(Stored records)
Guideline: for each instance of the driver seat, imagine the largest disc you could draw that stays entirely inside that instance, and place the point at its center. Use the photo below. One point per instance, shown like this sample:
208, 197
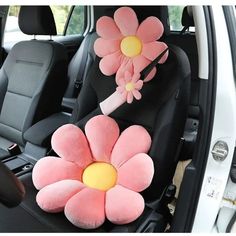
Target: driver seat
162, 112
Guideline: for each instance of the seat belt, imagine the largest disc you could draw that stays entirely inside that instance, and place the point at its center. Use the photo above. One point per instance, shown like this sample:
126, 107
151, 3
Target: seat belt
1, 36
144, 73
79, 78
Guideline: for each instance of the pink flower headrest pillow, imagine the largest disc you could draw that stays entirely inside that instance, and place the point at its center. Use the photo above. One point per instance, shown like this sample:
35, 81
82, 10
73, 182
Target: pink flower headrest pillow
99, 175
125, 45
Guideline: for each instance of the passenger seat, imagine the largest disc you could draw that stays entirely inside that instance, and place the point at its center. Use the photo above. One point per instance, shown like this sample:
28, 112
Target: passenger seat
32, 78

...

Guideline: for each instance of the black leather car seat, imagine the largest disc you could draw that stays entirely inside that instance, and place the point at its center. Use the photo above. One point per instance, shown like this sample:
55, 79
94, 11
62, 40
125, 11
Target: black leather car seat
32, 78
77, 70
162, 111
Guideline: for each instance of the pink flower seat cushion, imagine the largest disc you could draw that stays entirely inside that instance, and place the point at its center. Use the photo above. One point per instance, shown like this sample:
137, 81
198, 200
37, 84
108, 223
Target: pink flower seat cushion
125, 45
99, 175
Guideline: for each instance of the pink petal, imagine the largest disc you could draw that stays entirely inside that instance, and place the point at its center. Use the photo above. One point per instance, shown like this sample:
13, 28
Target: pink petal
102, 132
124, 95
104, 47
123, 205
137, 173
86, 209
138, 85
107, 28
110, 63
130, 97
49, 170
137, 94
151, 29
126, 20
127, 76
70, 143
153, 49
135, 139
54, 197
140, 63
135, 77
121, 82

▶ [DESCRIPTION OF THE TASK]
Scan the entries above for the string "photo" and copy each line containing it.

▶ [EXERCISE OUTPUT]
Guideline: for each instance of the driver seat, imagine the largest disc you could draw that stays entirely inside that instance, and place the point at its center. Use the photo below. One point per instance, shown like this sample:
Guideline: for each instance of the seat belt, imagine the largest disc you could draw that stays entirely inside that instance, and place the point at its center. Use the photo above. One point per instance, shown like this sample:
Guideline: for each instance of the pink flower headrest pillow, imagine the largest disc you could draw that stays entirely inside that instance, and place the point at its center. Use the photo above. One point per instance, shown like this sample:
Guideline: for each instance of the passenger seat, imagine the largest disc you could draw that stays entirely inside that instance, and place the point at its center. Use the photo above. One point per instance, shown like this sample:
Guideline: for each instance of the black leather car seat, imagine the largest disc you could draw that stays entirely inside that instance, and place the point at its center. Use the photo above. One point per instance, shown like this sample:
Guideline: for each instance of the pink flower seat cushion, imagine the largest disc you could draw that stays entirely inside that instance, and place the point at its center. Use the photo above. One point per instance, shown like this sample:
Guideline: for each instance of the pink petal, imagine the largest disc you could draw that stays entirely inside that instance, and place the point at its center. Use the photo above. One point per instance, shown like this sample:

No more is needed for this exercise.